* start Data excerpts *

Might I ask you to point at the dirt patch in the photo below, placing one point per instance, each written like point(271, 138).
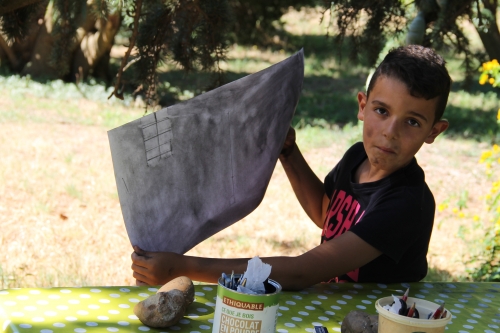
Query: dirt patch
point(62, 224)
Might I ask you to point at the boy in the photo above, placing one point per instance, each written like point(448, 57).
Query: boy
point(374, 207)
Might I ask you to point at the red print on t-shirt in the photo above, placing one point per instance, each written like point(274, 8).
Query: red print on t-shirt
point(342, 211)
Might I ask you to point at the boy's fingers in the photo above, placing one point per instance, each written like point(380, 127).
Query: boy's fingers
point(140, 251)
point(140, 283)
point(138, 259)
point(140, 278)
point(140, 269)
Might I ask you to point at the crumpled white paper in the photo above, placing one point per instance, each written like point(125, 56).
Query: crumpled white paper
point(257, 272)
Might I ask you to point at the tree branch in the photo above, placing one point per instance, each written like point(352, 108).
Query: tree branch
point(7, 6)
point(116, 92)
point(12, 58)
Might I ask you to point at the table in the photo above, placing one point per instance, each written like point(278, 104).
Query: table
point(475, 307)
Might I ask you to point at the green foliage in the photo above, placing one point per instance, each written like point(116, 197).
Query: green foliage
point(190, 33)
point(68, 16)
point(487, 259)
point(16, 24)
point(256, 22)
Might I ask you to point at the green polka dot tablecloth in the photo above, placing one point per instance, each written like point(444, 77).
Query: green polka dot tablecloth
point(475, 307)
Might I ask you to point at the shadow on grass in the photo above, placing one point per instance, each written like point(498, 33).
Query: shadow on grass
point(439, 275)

* end Data excerpts *
* start Data excerpts *

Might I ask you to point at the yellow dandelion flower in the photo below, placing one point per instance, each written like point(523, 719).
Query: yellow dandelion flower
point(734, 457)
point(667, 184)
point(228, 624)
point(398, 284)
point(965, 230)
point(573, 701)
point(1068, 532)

* end Data excerpts *

_Task details_: Transcribe the records verbatim, beginning at the line that contains "Might I ask you to point at the boy's" and stopping after the line that contains "point(257, 272)".

_Output of the exercise_:
Might I ask you to point at the boy's fingers in the photo above, placing one point per instance, each written like point(380, 127).
Query: boy's fingers
point(140, 251)
point(140, 283)
point(138, 259)
point(140, 278)
point(140, 269)
Might I ask you to point at the crumpled white paper in the photo above, placing one point per instance, each written like point(125, 56).
Query: crumpled white paper
point(257, 272)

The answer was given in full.